--- STUDY MATERIAL ---

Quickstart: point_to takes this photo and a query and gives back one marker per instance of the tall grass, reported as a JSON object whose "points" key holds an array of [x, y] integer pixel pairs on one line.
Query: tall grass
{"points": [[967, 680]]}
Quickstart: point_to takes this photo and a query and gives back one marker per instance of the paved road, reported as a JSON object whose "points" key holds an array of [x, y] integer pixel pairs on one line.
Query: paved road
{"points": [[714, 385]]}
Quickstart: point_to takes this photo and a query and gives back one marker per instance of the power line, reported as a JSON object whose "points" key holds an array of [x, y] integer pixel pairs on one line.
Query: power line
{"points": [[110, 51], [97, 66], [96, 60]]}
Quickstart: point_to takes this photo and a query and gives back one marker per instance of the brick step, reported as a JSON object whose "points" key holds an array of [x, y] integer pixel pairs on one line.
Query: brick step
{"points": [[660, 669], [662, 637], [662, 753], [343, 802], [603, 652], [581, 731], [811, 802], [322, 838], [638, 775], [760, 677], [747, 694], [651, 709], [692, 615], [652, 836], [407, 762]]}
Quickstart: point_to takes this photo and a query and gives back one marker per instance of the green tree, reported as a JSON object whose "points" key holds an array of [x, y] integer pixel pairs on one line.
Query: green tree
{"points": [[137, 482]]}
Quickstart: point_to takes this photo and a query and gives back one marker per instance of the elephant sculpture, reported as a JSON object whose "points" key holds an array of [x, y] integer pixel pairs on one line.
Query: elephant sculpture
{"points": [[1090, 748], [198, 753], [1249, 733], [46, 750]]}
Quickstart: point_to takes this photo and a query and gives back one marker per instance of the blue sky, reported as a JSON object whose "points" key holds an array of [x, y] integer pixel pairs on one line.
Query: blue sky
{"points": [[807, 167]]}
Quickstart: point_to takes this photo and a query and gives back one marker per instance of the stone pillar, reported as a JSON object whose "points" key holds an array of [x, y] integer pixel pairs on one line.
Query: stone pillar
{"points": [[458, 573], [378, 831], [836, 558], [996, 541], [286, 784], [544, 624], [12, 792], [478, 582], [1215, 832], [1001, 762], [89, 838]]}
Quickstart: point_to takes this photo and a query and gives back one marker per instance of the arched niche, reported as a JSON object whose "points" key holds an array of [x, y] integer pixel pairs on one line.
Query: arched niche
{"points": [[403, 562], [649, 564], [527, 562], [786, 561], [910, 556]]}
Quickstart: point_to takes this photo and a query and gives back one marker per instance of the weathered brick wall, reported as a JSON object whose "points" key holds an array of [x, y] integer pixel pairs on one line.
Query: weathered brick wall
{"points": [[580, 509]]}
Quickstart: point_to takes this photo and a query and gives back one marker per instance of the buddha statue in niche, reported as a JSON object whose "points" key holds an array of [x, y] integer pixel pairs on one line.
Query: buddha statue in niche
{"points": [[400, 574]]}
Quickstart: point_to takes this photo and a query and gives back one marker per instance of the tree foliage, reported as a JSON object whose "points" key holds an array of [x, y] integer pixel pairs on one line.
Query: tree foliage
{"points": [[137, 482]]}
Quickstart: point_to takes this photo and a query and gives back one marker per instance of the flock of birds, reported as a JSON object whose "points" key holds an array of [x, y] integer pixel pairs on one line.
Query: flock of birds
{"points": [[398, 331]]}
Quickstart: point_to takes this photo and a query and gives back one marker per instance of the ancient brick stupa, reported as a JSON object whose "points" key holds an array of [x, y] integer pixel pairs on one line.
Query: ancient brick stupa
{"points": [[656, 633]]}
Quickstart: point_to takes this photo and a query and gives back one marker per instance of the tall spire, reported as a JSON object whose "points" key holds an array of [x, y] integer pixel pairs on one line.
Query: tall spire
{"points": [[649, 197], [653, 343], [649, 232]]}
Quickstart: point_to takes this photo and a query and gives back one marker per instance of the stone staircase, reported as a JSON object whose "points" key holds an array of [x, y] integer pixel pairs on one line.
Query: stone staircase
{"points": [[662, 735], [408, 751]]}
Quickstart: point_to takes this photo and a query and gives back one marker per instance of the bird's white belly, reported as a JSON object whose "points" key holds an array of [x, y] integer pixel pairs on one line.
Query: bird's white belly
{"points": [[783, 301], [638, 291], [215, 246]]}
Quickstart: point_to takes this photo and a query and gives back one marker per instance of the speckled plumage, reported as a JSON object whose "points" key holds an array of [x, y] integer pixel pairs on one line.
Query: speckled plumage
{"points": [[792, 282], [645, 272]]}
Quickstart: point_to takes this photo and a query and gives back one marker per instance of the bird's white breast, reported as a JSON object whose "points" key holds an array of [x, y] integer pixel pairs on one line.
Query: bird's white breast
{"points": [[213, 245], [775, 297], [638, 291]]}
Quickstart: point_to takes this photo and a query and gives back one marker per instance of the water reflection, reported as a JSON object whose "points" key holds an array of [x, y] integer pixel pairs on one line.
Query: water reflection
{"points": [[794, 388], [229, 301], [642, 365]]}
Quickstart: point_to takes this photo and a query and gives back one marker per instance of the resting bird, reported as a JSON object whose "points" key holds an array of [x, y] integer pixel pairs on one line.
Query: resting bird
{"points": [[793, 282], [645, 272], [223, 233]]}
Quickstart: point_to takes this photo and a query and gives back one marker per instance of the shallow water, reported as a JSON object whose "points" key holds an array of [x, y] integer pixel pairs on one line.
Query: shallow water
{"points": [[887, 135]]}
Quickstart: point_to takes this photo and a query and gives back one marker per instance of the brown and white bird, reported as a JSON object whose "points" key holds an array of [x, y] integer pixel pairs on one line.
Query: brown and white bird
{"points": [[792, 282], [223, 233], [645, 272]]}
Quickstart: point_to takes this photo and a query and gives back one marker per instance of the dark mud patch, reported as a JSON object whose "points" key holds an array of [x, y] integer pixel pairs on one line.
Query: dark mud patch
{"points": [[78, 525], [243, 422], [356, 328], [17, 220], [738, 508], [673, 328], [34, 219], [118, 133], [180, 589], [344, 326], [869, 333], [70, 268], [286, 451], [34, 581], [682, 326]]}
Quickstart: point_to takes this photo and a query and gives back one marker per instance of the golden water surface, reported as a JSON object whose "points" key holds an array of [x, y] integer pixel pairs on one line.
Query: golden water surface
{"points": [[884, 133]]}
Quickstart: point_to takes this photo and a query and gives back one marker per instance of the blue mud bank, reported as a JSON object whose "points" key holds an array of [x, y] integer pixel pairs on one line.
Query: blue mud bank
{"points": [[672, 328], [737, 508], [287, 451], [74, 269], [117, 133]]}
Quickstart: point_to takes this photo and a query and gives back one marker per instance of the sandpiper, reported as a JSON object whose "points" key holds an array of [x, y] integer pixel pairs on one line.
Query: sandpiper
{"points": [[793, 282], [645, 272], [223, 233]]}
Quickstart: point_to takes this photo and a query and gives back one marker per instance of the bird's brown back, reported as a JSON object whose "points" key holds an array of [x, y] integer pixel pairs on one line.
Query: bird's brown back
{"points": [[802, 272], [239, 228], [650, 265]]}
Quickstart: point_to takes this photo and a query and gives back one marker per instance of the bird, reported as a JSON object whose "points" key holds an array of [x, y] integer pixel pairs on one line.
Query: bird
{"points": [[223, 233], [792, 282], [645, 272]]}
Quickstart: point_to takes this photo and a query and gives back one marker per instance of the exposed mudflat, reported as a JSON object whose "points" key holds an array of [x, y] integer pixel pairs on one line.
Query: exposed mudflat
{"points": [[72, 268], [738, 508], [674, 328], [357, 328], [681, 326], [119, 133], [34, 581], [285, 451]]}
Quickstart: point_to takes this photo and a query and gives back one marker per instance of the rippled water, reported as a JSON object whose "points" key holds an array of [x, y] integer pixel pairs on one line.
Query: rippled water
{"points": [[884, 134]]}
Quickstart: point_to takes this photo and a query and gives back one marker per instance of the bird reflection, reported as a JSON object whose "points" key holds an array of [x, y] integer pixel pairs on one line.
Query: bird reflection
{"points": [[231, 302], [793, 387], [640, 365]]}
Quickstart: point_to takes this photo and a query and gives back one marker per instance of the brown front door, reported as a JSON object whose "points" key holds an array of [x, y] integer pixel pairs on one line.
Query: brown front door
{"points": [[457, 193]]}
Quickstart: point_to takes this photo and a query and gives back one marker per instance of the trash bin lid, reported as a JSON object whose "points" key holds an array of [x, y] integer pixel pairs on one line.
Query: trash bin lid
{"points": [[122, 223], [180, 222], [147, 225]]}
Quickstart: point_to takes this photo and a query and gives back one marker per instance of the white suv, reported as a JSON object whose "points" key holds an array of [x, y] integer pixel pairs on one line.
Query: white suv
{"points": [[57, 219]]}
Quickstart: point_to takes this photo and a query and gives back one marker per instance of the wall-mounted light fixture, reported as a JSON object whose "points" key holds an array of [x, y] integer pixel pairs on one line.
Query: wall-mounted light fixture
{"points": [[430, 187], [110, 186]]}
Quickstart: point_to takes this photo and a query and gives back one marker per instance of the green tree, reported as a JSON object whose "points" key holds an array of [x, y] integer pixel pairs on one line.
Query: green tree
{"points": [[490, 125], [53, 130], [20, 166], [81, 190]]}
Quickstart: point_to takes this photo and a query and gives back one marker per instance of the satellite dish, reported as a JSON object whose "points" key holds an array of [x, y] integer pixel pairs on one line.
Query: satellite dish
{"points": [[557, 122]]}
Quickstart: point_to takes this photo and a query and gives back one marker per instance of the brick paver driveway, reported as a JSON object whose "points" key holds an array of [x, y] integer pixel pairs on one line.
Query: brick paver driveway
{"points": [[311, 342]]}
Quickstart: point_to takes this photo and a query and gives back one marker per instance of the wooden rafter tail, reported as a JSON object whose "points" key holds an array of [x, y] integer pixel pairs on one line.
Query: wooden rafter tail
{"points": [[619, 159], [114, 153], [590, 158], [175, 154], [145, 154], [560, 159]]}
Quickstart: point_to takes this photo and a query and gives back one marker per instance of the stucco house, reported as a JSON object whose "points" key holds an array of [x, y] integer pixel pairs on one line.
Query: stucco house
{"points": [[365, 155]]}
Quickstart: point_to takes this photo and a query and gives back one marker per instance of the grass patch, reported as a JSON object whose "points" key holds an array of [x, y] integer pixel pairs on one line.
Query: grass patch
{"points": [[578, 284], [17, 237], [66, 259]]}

---

> _WHAT THE TASK ASKS_:
Once you reach the line with "stone staircase, reported" in the data above, copy it and every line after it exactly, up to and including the line with "white breast, reported".

> _ANSWER SECTION_:
Quickstart: point_to takes this photo and a query and gives back one marker per instance of the stone staircase, reported as a JSON object whose "points" key holds an array of [x, y] integer pixel pairs on one line.
Query: stone staircase
{"points": [[662, 735], [408, 751]]}
Quickstart: point_to takes this photo and a query and gives back one marker per instance of the bird's white belly, reported as a JSON object whose "points" key holds an array of [x, y] integer pixel pairs on one line.
Query: bird's white belly
{"points": [[783, 301], [638, 291], [215, 246]]}
Quickstart: point_to takes this photo and a query and gives back one marker per instance of the speckled plumage, reported as a JSON object whose "points" key holds an array of [x, y] integer pixel pairs on one line.
Query: speckled plumage
{"points": [[792, 282], [645, 272]]}
Quickstart: point_to takes this photo and a query and gives back one marker per instance of the bird's white breast, reported as a JSON object whose "points" key holds an array of [x, y] integer pixel pairs on one line.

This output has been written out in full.